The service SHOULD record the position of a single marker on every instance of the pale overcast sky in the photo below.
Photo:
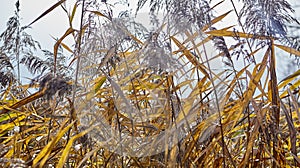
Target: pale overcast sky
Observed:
(56, 23)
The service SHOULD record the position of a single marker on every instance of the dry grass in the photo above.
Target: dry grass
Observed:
(140, 99)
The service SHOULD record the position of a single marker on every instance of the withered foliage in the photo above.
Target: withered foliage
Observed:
(185, 91)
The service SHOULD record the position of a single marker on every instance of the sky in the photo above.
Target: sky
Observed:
(56, 23)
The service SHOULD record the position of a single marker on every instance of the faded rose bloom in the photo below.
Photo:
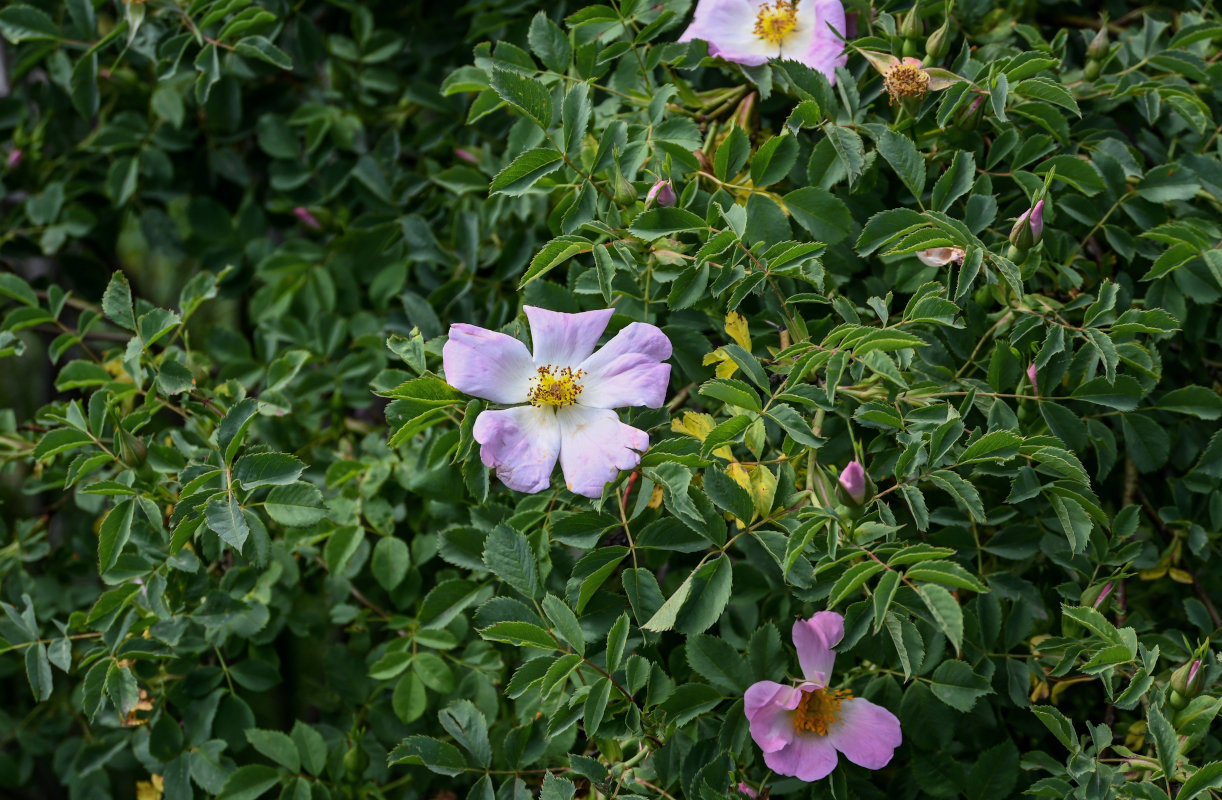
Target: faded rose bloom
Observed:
(752, 32)
(661, 193)
(561, 397)
(801, 728)
(907, 78)
(308, 219)
(941, 255)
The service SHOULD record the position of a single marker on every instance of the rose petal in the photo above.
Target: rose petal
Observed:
(819, 47)
(486, 364)
(728, 26)
(595, 446)
(867, 734)
(565, 340)
(628, 370)
(814, 640)
(769, 707)
(521, 443)
(808, 757)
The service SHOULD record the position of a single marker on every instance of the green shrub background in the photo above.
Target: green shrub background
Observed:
(247, 547)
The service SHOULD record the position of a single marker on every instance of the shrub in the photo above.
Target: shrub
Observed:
(251, 545)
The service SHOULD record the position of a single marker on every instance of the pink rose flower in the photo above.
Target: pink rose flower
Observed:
(802, 727)
(752, 32)
(561, 397)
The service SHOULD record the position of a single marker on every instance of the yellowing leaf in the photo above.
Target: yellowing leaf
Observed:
(736, 326)
(149, 789)
(763, 489)
(726, 367)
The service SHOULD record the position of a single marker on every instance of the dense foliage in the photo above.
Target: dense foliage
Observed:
(248, 547)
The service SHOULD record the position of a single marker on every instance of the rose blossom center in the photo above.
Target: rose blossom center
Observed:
(555, 386)
(819, 709)
(904, 81)
(774, 22)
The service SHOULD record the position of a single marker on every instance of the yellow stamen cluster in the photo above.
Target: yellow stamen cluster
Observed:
(555, 386)
(819, 709)
(904, 81)
(775, 21)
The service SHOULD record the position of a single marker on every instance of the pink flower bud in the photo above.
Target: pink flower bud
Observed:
(853, 481)
(308, 219)
(661, 193)
(1029, 227)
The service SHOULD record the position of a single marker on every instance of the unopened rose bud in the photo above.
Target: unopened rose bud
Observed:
(1189, 679)
(661, 193)
(307, 219)
(939, 43)
(1028, 229)
(853, 483)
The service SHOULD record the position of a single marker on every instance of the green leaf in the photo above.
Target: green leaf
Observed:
(260, 48)
(662, 221)
(524, 171)
(521, 634)
(1207, 777)
(114, 533)
(954, 684)
(716, 661)
(565, 622)
(1166, 741)
(945, 573)
(296, 505)
(853, 579)
(727, 495)
(550, 43)
(436, 755)
(467, 724)
(552, 254)
(38, 672)
(225, 518)
(268, 469)
(774, 160)
(21, 23)
(1196, 401)
(249, 782)
(528, 95)
(390, 562)
(275, 745)
(946, 612)
(902, 155)
(508, 556)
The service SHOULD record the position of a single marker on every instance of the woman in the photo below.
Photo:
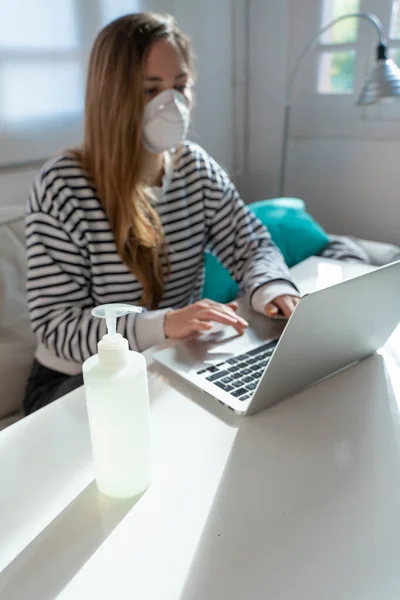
____
## Goal of the exercise
Present all of the items above as a Markdown table with the columns "Row" and "Line," putting each line in its own numbered row. Skip blank lines and leave the pictures out.

## Response for this exercise
| Row | Line |
|---|---|
| 1 | The service SHOULD record the position of a single marker on every instance of the pale overcast sky in the photo below. |
| 2 | Photo: |
| 3 | Target: pale overcast sky |
| 4 | Observed: |
| 5 | (56, 23) |
| 6 | The service SHOULD record the position of a single marker on every instance of the dry grass in the photo above. |
| 7 | Target: dry grass |
| 8 | Observed: |
| 9 | (140, 99) |
| 10 | The service SHOULD record the position of a single marker on every instance of the withered foliage in the photo above. |
| 11 | Target: withered foliage |
| 12 | Observed: |
| 13 | (185, 91) |
| 14 | The service SHOULD record the position of a single marker on every instance of the sky in the photo above. |
| 15 | Target: sky |
| 16 | Observed: |
| 17 | (56, 23) |
| 18 | The service SHOULD record the position of a single marker on every instance of the faded rose bloom in the photo below. |
| 19 | Photo: |
| 20 | Target: faded rose bloom |
| 21 | Observed: |
| 22 | (752, 32) |
| 23 | (661, 193) |
| 24 | (561, 397) |
| 25 | (801, 728) |
| 26 | (907, 78) |
| 27 | (308, 219) |
| 28 | (941, 255) |
| 29 | The service SHOULD record the position of a single marker on every instance of the rose petal in the photo above. |
| 30 | Target: rose petal |
| 31 | Observed: |
| 32 | (819, 47) |
| 33 | (486, 364) |
| 34 | (728, 26) |
| 35 | (595, 446) |
| 36 | (867, 734) |
| 37 | (565, 340) |
| 38 | (628, 370) |
| 39 | (814, 640) |
| 40 | (769, 707) |
| 41 | (521, 443) |
| 42 | (808, 757) |
| 43 | The service SHOULD record the position of a single marker on every instance of the green shrub background in the photo above. |
| 44 | Target: green shrub background |
| 45 | Observed: |
| 46 | (247, 547) |
| 47 | The service SHOULD record the position of a single marker on every instance of the shrub in the photo above. |
| 48 | Target: shrub |
| 49 | Observed: |
| 50 | (251, 545) |
| 51 | The service SHOULD record the position of a single marker on every instance of the pink rose flower in the photo above. |
| 52 | Target: pink rose flower |
| 53 | Observed: |
| 54 | (802, 727) |
| 55 | (752, 32) |
| 56 | (561, 397) |
| 57 | The service SHOULD record the position of a single marker on every instance of the yellowing leaf in the photo above. |
| 58 | Target: yellowing leaf |
| 59 | Observed: |
| 60 | (736, 326) |
| 61 | (149, 789) |
| 62 | (763, 489) |
| 63 | (726, 367) |
| 64 | The service SHOULD record the position of a single marker on every instance of the dense foliage in the photo above. |
| 65 | Target: dense foliage |
| 66 | Observed: |
| 67 | (248, 547) |
| 68 | The service SHOULD record the position of a single marker on every instance of the rose blossom center in the photo above. |
| 69 | Target: rose blossom center |
| 70 | Observed: |
| 71 | (555, 386) |
| 72 | (819, 709) |
| 73 | (904, 81) |
| 74 | (774, 22) |
| 75 | The service SHOULD record the position of a single marker on every instance of the yellow stamen cluster in the photo above. |
| 76 | Target: yellow stamen cluster |
| 77 | Observed: |
| 78 | (555, 386) |
| 79 | (819, 709) |
| 80 | (904, 81) |
| 81 | (775, 21) |
| 82 | The service SHOULD record the position of a single marker on every instance of the pink flower bud in the photo above. |
| 83 | Target: pink flower bud |
| 84 | Observed: |
| 85 | (853, 481) |
| 86 | (308, 219) |
| 87 | (661, 193) |
| 88 | (1029, 227) |
| 89 | The service SHOULD record the position of a single marker on every instance of the unopened rose bud in the photo above. |
| 90 | Target: unopened rose bud |
| 91 | Observed: |
| 92 | (1189, 679) |
| 93 | (661, 193) |
| 94 | (307, 219) |
| 95 | (939, 43) |
| 96 | (1028, 229) |
| 97 | (853, 483) |
| 98 | The service SHOULD record the position of a single marker on every instance of the green leaf in the photo above. |
| 99 | Target: green leaf |
| 100 | Observed: |
| 101 | (260, 48) |
| 102 | (662, 221) |
| 103 | (524, 171) |
| 104 | (521, 634) |
| 105 | (1207, 777) |
| 106 | (114, 533) |
| 107 | (954, 684) |
| 108 | (716, 661) |
| 109 | (565, 622) |
| 110 | (1166, 741) |
| 111 | (945, 573) |
| 112 | (296, 505) |
| 113 | (853, 579) |
| 114 | (727, 495) |
| 115 | (550, 43) |
| 116 | (436, 755) |
| 117 | (467, 724) |
| 118 | (552, 254) |
| 119 | (38, 672) |
| 120 | (225, 518) |
| 121 | (268, 469) |
| 122 | (774, 160) |
| 123 | (21, 23) |
| 124 | (1196, 401) |
| 125 | (249, 782) |
| 126 | (528, 95) |
| 127 | (390, 562) |
| 128 | (275, 745) |
| 129 | (946, 612) |
| 130 | (902, 155) |
| 131 | (508, 556) |
| 132 | The service SHOULD record the position of a single marker on every instance of the woman in the photo below. |
| 133 | Photo: |